RECORDS SUPPLIED:

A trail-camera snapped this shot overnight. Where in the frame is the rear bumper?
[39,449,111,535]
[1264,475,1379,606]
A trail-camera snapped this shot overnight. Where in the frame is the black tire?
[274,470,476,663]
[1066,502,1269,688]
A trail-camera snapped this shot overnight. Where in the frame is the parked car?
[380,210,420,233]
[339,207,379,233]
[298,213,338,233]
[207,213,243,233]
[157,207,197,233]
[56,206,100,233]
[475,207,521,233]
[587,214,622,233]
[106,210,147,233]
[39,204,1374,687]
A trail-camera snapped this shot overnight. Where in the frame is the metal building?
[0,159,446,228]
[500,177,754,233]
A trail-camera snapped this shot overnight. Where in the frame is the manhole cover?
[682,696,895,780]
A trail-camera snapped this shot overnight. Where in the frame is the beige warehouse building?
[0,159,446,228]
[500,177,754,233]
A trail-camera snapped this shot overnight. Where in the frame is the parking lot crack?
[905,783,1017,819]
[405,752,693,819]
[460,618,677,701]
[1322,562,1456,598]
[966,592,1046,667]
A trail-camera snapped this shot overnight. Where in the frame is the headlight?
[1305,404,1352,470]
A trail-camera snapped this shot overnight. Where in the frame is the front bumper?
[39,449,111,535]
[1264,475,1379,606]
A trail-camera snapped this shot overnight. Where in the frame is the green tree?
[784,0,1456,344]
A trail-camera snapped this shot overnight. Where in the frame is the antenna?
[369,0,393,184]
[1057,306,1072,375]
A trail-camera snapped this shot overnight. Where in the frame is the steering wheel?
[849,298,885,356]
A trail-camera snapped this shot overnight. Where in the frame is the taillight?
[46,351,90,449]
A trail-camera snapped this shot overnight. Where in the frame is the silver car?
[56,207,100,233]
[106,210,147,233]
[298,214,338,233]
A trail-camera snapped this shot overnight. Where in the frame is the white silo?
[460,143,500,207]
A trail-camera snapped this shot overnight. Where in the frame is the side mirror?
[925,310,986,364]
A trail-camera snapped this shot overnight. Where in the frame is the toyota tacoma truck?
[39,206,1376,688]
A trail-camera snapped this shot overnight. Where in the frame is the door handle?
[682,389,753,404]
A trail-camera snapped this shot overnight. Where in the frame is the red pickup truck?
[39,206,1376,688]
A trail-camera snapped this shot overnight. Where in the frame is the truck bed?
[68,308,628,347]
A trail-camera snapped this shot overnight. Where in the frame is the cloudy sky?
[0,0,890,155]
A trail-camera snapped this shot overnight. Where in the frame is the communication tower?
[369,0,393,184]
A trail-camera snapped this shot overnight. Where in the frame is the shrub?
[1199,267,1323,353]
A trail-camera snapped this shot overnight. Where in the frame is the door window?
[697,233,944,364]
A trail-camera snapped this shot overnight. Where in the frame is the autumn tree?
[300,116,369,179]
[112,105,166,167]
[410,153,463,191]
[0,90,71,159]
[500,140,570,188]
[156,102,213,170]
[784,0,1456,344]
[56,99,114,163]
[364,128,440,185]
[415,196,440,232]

REQUEST: Copy out the entire listing above, line for line, without changing a single character.

SOLUTION:
A trail-camera snapped this shot overnight. Where in the frame is the rear bumper?
[39,449,111,535]
[1264,475,1379,606]
A trail-camera snapped this shot overnight. Where in the frame is the black tire?
[274,470,476,663]
[1066,502,1269,688]
A trail-camera snapped this shot overnight. Where in the frame is the parked car?
[380,210,420,233]
[339,207,379,233]
[298,213,338,233]
[207,213,243,233]
[157,207,197,233]
[56,206,100,233]
[475,207,521,233]
[587,214,622,233]
[106,210,147,233]
[39,204,1374,687]
A trail-camera snapped this shot overnight. Where in the frame is the metal building?
[0,159,446,228]
[500,177,754,233]
A trail-camera snapped this shot overnight. Where in the frame is the manhole cover?
[682,696,895,780]
A trail-camera snapped this shot overnight. Where in the frame is the beige warehouse building?
[0,159,446,228]
[500,177,754,233]
A trail-camera snapped this shot overnight. Where in the frame is the parking lot crack?
[905,783,1017,819]
[405,752,693,819]
[460,618,677,701]
[1322,562,1456,598]
[966,592,1046,667]
A trail-camera snapped this shot overnight. Where in the frame is the headlight?
[1305,404,1352,470]
A trail-camera snapped this shot overnight. Where in the frame is the front bumper?
[39,449,111,535]
[1264,475,1379,606]
A trail-camera snapped this shot overnight. Where in the frame is the green tree?
[784,0,1456,344]
A trail-camera snapped this shot overnight. Where in the frame is the antenna?
[369,0,393,184]
[1057,306,1072,375]
A trail-camera snapped this shot overnight. Where in the frame is the steering wheel?
[849,298,885,356]
A trail-camera snapped this shot overnight. Where in the frame is the taillight?
[46,351,90,449]
A trail-camera snapped this shot overnight. Where in the frame is the silver car?
[56,207,100,233]
[106,210,147,233]
[298,214,338,233]
A trail-camera snapped this shot overnight. Where in the frame is the white silo?
[460,143,500,207]
A trail-camera snapped this shot overnight. Where in the frame is the side mirror?
[925,310,986,364]
A trail-camera snapped this shot overnight. Where in the frame is the toyota tacoma truck?
[39,206,1376,688]
A trail-camera snapped this shot overnight. Where in the frame is the door handle?
[682,389,753,404]
A trail-camera snapped this shot overnight. Where in the frame is the red pickup truck?
[39,206,1376,688]
A trail-camera snapped this shot overnight. Where in the frame is the truck bed?
[68,308,628,347]
A trail-camera snapped this shot overnight. Where in the frame is the cloudy sky?
[0,0,890,155]
A trail-camera snapped this shot overnight. Where in the frame is the communication tower?
[369,0,393,184]
A trail-camera snapped this shot overnight. Where in the frame is the shrub?
[1199,267,1323,353]
A trail-camera snapped this shot overnight. Where in the frame is the door window?
[697,233,944,364]
A trail-camera snapped this shot overnight. Where in the frame is the autumn tree?
[300,116,369,179]
[112,105,166,167]
[410,153,463,191]
[0,90,71,159]
[500,140,570,188]
[156,102,213,170]
[784,0,1456,344]
[56,99,114,163]
[364,128,440,185]
[415,196,440,232]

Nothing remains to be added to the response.